* PROVIDED DATA:
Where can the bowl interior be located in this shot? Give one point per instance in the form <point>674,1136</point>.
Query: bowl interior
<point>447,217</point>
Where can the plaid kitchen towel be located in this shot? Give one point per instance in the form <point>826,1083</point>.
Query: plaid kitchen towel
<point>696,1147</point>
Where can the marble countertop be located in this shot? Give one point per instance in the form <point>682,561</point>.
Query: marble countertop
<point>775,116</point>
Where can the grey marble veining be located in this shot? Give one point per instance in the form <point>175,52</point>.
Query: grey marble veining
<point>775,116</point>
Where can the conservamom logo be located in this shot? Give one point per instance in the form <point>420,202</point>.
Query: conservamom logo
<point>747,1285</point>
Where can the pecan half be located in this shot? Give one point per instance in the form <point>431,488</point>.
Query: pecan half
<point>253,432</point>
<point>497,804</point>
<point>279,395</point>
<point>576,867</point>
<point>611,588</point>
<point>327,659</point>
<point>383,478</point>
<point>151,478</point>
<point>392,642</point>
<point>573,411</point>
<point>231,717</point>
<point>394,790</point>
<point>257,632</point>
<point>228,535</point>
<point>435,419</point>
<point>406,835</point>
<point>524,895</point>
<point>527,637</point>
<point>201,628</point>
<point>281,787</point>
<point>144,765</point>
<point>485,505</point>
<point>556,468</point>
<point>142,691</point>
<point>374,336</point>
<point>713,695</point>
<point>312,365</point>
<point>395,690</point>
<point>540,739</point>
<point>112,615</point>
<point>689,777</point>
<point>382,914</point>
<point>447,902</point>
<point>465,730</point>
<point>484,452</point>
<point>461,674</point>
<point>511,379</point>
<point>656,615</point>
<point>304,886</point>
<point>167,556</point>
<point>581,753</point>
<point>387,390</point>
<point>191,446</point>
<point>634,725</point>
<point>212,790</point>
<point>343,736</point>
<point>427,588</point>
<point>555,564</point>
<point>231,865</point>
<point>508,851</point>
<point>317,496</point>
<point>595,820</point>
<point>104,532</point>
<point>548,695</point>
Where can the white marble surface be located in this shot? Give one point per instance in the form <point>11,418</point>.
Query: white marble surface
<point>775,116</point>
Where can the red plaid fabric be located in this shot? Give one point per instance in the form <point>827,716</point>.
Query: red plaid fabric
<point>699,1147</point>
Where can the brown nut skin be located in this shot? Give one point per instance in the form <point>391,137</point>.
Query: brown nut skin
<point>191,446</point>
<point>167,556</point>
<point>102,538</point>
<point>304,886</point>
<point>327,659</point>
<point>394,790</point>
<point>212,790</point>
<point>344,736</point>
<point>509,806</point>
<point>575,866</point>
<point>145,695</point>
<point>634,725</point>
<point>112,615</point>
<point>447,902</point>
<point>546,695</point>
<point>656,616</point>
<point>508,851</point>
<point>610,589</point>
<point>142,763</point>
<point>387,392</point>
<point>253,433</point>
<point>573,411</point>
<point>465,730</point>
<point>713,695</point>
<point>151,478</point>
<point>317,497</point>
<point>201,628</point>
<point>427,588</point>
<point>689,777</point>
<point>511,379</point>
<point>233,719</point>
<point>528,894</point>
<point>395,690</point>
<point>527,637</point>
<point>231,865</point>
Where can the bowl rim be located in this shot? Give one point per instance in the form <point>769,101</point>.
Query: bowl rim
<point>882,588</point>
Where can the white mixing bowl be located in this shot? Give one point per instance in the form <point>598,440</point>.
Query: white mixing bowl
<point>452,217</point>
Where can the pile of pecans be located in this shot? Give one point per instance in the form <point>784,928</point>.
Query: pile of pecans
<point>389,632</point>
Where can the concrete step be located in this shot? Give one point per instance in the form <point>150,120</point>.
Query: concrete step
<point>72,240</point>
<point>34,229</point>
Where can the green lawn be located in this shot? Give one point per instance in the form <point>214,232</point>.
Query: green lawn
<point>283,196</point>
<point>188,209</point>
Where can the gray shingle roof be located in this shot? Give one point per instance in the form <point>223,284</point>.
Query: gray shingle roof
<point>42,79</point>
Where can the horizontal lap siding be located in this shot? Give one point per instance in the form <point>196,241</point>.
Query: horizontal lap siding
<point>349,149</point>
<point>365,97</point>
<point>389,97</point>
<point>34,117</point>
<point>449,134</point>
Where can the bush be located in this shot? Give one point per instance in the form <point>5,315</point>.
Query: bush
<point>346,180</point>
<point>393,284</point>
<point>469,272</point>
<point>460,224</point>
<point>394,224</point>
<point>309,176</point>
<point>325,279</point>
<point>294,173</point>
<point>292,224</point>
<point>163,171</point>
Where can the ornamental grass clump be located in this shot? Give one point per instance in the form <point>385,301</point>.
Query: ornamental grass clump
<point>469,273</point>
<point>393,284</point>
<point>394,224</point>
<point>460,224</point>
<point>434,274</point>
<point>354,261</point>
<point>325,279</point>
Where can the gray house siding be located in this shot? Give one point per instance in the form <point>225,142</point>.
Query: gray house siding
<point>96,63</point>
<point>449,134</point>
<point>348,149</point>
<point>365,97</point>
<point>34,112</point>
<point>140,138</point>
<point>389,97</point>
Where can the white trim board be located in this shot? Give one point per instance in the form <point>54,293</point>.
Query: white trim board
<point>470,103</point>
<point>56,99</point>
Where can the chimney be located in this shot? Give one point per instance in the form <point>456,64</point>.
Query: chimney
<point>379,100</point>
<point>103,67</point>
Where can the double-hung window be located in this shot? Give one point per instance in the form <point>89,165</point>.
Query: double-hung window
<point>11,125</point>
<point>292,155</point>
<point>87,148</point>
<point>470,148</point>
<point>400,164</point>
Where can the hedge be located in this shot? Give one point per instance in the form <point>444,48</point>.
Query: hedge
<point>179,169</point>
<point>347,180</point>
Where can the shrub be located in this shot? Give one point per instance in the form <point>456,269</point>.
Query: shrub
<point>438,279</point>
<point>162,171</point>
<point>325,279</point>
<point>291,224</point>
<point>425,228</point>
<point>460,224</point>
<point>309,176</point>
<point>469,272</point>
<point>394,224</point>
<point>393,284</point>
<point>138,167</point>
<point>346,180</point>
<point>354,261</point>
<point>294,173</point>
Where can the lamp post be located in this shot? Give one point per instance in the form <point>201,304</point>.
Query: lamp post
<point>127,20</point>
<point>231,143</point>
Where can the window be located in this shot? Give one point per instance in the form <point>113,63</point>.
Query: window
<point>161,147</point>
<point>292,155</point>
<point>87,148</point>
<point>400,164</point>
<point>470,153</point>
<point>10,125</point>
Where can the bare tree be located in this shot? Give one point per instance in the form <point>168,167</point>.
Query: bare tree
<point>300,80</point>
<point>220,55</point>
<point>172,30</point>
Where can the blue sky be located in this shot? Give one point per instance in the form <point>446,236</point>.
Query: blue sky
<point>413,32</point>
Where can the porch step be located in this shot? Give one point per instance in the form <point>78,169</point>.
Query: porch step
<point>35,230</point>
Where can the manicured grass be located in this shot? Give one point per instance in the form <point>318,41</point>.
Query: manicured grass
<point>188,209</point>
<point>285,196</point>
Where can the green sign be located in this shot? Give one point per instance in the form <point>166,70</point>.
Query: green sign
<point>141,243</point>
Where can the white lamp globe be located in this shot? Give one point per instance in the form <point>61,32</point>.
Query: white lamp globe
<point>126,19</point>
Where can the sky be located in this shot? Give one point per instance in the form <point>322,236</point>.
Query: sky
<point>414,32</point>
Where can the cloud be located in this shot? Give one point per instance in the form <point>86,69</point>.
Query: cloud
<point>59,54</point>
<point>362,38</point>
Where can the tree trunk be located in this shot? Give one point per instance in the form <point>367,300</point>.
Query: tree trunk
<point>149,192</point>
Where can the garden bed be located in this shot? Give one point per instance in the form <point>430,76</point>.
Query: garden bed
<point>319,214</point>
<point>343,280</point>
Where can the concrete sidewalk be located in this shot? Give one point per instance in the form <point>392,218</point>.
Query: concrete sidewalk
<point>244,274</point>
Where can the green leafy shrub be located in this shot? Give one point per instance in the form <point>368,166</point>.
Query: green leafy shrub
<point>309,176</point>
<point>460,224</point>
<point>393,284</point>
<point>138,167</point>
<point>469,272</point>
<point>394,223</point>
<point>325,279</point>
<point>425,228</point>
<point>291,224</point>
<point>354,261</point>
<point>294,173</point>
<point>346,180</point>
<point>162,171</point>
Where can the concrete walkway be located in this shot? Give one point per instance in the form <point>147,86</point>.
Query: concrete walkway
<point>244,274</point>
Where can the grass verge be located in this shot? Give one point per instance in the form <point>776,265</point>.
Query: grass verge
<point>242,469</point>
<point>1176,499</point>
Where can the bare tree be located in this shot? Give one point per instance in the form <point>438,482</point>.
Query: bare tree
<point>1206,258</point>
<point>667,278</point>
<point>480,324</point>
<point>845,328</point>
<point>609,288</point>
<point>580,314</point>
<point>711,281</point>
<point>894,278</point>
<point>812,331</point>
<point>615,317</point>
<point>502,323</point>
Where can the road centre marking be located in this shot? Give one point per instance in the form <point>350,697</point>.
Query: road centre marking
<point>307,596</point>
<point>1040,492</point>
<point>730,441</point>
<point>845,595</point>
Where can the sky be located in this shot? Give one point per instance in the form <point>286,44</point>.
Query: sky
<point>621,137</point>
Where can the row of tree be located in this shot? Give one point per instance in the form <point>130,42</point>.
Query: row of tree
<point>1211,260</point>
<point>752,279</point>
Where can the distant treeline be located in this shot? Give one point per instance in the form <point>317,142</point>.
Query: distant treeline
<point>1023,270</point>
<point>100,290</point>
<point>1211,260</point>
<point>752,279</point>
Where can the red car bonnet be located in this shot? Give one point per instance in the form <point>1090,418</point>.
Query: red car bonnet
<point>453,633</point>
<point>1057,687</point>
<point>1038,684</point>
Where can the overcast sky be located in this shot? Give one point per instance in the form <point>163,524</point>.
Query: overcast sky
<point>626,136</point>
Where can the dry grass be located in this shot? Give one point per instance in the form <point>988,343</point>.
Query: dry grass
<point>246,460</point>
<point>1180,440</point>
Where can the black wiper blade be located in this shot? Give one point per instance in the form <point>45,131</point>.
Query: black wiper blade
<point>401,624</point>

* EXERCISE PROMPT: Only one stretch of the data above is needed. Restate it word for word, from the line containing "Where can the green leafy" through the line containing "the form <point>438,482</point>.", both ends included.

* WRITTEN ANSWER:
Where can the green leafy shrub be located in this shot? Give one point per instance in the form <point>368,166</point>.
Query: green leafy shrub
<point>309,176</point>
<point>460,224</point>
<point>393,284</point>
<point>138,167</point>
<point>469,272</point>
<point>394,223</point>
<point>325,279</point>
<point>425,228</point>
<point>291,224</point>
<point>354,261</point>
<point>294,173</point>
<point>346,180</point>
<point>162,171</point>
Where can the concrete walkway be located in this shot? Give one point per instance in the form <point>147,86</point>.
Query: concrete walkway
<point>244,274</point>
Where can the grass verge be located in this shot? Give one point per instance in the form <point>776,265</point>.
Query: grass verge
<point>242,469</point>
<point>1176,499</point>
Where can the bare tree be located in this shot? Give one point per instance in the form <point>438,482</point>.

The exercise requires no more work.